### Source document
===============
Sarah Clare Raven (born 1963) is an English gardener, cook and writer.

Background
Raven was born in Cambridge, the daughter of John Earle Raven (d. 1980), a classics don and Senior Tutor at King's College, Cambridge, and his wife Faith née Smith (Constance Faith Alethea Hugh Smith), a daughter of Owen Hugh Smith (1869–1958).

Raven graduated from the University of Edinburgh with a degree in history and then trained as a doctor at the University of London. 

She is married to writer Adam Nicolson, and has two daughters with him, plus three stepsons from his previous marriage. Her family's move to a small farm in Sussex was depicted in Nicolson's book Perch Hill: A New Life.

She now runs a mail-order company, specialising in cutting plants. The gardener Christopher Lloyd, a near-neighbour at Great Dixter, described Raven in the mid-1990s as "really energetic and creative ... promot[ing] a more dynamic and showy style of gardening than has been fashionable for many years".

Raven's publications include The Cutting Garden, The Bold and Brilliant Garden, The Great Vegetable Plot, Sarah Raven's Garden Cookbook (U.S. title: In Season) which was named Cookery Book of the Year by the Guild of Food Writers in 2008. and A Year Full of Flowers which describes her garden at Perch Hill in Sussex.
===============
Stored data
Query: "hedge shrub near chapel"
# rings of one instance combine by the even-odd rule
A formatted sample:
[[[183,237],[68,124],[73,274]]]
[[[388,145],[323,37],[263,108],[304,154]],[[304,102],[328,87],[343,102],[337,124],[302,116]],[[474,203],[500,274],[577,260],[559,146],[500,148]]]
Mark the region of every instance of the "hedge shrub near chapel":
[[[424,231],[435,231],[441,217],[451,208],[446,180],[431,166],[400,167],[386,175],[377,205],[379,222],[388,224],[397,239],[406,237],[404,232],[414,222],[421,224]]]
===============
### Written tasks
1: Translate this opening sentence of the Sarah Raven profile into Spanish: "Sarah Clare Raven (born 1963) is an English gardener, cook and writer."
2: Using the Sarah Raven profile, answer these questions:
(a) In which city was Raven born?
(b) What subject was her degree from the University of Edinburgh?
(c) Which of her books did the Guild of Food Writers name Cookery Book of the Year in 2008?
3: Carry on the Sarah Raven profile, starting right after its final sentence.
The entries have no connection to the Sarah Raven profile.

### Results for each task
1: Sarah Clare Raven (nacida en 1963) es una jardinera, cocinera y escritora inglesa.

2:
(a) Cambridge
(b) History
(c) Sarah Raven's Garden Cookbook (U.S. title: In Season)

3:
In 2011, she published a monumental book on Wild Flowers, with photographs by Jonathan Buckley, who has worked with her on most of her books. A BBC2 television series called Bees, Butterflies and Blooms, focusing on the national decline in pollinating insects and championing nectar-rich flowers as a way of saving them, was broadcast in February 2012. She presented an episode of Great British Garden Revival which aired on BBC Two in 2014. Sissinghurst: Vita Sackville-West and the Creation of a Garden was published in November 2014.

Publications
The Cutting Garden
The Bold and Brilliant Garden
The Great Vegetable Plot
Sarah Raven's Garden Cookbook (U.S. title: In Season)
A Year Full of Flowers
Wild Flowers (2011) – with photographs by Jonathan Buckley
Sissinghurst: Vita Sackville-West and the Creation of a Garden (2014)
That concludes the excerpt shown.